* [To do]:
Rewrite the stretch of the records below from the line containing "of the speed" through the line containing "[(81, 205), (244, 211), (387, 353), (434, 230), (1339, 324)]" as a JSON list of strings, with one string per line and blank lines omitted. Include only the lines in that stretch.

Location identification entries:
##########

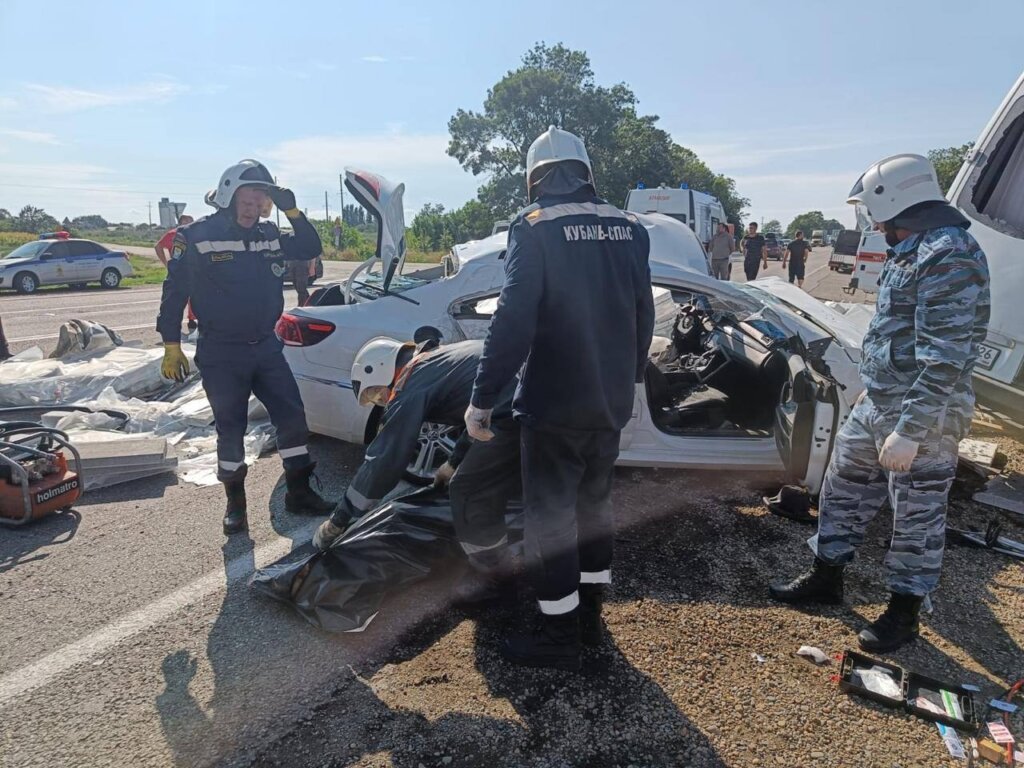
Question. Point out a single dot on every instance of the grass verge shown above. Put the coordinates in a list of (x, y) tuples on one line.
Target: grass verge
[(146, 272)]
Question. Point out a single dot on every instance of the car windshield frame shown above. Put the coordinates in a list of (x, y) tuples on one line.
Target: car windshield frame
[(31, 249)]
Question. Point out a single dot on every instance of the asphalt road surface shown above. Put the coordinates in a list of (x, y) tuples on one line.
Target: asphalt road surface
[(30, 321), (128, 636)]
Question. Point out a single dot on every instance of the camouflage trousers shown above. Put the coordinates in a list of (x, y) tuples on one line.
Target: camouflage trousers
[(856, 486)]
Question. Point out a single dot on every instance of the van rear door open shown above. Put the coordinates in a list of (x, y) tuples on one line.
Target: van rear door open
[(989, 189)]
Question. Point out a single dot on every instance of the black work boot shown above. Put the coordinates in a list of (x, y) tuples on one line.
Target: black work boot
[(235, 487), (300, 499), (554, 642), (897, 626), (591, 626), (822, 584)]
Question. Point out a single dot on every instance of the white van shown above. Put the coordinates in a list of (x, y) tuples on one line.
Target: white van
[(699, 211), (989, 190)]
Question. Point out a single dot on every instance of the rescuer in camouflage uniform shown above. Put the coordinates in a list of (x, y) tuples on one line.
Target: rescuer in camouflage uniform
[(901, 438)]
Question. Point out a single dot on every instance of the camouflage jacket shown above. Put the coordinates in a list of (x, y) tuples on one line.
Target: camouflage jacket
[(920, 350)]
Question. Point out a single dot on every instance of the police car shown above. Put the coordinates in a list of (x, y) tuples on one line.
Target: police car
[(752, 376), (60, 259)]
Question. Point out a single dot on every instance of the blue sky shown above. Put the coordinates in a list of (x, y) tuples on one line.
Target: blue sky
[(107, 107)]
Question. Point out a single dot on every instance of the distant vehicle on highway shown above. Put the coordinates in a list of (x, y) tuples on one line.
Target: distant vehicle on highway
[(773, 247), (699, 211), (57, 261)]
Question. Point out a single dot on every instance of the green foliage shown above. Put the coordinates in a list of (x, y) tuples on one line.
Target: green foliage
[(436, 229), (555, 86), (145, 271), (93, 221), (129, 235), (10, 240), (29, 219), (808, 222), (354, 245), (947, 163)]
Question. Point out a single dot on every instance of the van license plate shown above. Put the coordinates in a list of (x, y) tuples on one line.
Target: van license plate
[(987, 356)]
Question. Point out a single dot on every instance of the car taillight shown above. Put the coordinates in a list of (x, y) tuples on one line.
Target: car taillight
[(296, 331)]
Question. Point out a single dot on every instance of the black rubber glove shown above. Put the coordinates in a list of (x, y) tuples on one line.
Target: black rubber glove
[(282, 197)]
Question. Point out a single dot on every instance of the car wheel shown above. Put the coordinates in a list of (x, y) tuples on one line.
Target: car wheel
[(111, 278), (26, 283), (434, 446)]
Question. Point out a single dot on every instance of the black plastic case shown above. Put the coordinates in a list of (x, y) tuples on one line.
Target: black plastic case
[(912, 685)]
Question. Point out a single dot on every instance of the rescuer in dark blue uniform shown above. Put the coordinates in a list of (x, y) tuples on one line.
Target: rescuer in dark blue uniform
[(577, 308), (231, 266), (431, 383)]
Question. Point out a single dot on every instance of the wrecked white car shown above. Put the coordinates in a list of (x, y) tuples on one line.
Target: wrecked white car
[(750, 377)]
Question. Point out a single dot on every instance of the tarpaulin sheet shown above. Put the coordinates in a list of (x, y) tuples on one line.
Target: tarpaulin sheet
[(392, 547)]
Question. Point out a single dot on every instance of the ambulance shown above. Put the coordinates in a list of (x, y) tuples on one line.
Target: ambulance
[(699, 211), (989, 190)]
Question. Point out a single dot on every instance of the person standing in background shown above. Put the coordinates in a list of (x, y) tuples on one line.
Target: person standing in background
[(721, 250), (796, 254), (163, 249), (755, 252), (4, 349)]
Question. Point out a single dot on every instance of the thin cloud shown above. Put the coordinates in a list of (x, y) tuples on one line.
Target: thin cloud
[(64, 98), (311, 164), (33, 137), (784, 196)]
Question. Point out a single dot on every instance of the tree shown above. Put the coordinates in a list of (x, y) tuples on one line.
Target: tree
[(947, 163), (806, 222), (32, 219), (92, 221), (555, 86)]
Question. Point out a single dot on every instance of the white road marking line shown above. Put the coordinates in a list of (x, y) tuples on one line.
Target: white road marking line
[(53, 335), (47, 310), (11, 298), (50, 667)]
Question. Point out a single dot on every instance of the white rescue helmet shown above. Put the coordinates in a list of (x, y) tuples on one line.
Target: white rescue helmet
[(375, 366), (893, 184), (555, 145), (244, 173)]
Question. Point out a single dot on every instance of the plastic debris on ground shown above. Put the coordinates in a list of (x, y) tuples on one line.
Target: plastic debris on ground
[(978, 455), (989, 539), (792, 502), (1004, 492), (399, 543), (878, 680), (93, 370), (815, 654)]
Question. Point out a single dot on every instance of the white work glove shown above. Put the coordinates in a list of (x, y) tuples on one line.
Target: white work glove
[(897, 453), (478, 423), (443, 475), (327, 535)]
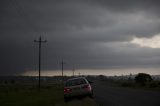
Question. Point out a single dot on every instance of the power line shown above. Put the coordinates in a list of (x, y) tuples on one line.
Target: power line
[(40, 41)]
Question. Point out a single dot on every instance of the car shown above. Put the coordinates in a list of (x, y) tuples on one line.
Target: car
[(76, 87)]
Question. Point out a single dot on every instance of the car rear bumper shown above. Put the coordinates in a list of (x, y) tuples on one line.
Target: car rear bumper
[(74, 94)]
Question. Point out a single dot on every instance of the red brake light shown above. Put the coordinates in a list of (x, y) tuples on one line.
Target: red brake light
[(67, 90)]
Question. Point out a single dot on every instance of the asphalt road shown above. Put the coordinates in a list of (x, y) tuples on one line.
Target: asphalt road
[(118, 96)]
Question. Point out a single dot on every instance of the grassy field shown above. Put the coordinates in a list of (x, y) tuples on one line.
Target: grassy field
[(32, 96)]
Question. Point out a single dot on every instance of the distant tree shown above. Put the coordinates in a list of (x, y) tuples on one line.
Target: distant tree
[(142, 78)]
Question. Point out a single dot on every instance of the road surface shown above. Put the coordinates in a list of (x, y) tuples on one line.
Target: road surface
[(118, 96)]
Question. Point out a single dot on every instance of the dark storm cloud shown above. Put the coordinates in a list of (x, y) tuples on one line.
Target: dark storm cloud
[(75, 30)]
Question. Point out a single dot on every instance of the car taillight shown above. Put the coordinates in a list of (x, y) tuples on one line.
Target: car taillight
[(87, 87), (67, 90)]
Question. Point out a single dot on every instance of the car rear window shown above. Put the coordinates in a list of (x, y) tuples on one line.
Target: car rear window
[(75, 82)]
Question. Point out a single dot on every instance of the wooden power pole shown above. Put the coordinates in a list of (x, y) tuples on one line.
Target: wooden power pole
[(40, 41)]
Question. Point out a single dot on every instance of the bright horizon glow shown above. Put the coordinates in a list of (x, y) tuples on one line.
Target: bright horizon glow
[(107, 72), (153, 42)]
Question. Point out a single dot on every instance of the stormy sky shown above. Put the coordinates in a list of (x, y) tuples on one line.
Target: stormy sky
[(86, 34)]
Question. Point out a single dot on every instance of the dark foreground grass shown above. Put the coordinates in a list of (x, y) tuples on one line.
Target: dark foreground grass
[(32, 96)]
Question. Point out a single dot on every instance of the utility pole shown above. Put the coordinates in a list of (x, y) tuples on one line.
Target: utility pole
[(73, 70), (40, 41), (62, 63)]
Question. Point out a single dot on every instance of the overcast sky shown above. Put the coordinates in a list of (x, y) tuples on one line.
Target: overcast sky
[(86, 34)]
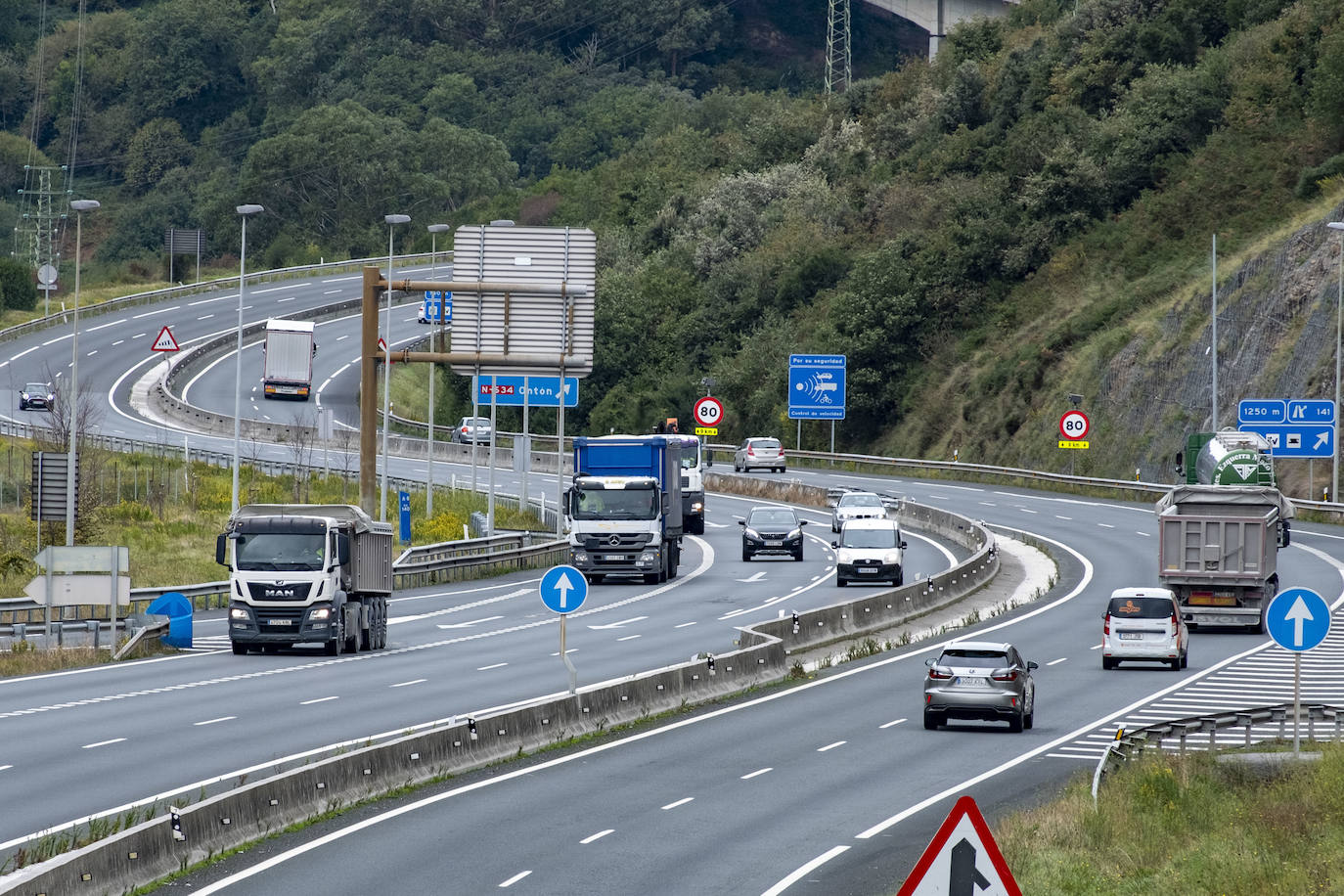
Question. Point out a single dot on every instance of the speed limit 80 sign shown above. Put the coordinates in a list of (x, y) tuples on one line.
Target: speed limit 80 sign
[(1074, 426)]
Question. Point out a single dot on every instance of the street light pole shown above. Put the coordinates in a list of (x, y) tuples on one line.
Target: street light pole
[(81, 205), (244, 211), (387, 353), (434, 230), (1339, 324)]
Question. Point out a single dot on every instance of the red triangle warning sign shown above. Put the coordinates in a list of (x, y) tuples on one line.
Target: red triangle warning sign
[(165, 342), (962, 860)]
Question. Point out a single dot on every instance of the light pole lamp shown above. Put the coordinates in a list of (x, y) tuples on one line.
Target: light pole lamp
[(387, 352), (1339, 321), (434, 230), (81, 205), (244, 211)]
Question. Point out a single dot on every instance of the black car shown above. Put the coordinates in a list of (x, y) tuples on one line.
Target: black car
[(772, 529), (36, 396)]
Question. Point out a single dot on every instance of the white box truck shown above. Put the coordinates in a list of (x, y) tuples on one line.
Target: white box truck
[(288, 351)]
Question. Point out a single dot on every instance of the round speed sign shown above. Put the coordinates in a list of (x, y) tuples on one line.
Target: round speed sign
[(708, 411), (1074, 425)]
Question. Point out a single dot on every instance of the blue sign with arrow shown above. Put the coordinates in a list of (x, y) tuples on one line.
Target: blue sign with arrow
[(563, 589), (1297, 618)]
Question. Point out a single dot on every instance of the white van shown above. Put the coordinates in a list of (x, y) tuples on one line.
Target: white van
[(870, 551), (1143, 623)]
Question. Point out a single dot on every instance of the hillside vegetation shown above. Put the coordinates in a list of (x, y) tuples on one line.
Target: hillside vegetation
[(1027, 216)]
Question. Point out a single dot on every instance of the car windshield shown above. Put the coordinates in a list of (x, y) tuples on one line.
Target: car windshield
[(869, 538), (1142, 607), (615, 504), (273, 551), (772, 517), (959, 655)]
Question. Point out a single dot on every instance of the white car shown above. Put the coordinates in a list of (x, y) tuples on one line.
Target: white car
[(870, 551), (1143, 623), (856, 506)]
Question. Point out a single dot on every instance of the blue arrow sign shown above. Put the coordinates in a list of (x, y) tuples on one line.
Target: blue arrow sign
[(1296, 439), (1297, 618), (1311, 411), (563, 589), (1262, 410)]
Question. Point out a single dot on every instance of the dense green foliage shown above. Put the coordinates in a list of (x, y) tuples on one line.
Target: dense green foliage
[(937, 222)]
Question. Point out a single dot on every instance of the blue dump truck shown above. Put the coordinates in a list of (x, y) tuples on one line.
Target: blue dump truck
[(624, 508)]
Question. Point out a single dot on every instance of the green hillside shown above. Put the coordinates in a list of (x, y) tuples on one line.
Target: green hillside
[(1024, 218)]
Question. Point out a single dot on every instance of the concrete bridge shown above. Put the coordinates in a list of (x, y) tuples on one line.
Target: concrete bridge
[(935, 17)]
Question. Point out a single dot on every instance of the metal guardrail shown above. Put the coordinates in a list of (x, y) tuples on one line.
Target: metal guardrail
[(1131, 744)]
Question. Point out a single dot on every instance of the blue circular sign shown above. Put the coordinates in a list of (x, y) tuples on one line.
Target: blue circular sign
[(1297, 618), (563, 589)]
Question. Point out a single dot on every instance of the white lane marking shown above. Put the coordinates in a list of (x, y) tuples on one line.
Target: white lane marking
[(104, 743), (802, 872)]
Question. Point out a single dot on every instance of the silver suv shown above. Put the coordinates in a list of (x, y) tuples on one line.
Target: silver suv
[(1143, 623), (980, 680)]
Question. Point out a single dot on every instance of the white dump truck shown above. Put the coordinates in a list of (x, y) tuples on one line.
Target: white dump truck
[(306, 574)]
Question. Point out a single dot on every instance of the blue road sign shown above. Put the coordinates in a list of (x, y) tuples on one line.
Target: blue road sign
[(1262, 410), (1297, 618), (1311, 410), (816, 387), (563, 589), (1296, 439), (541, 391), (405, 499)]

##########

* [Answer to this task]:
[
  "Question. Point out a single dot on every instance of the speed limit 80 sign shown above. Put the coordinates in a list of (x, y) tuples on one line.",
  "Target: speed limit 80 sign",
  "[(1074, 426)]",
  "Question. Point out a single dot on every instance of the street light pole shown above. Put the coordinates in a list of (x, y) tuples on one line.",
  "Target: street light pole",
  "[(81, 205), (244, 211), (387, 353), (434, 230), (1339, 324)]"
]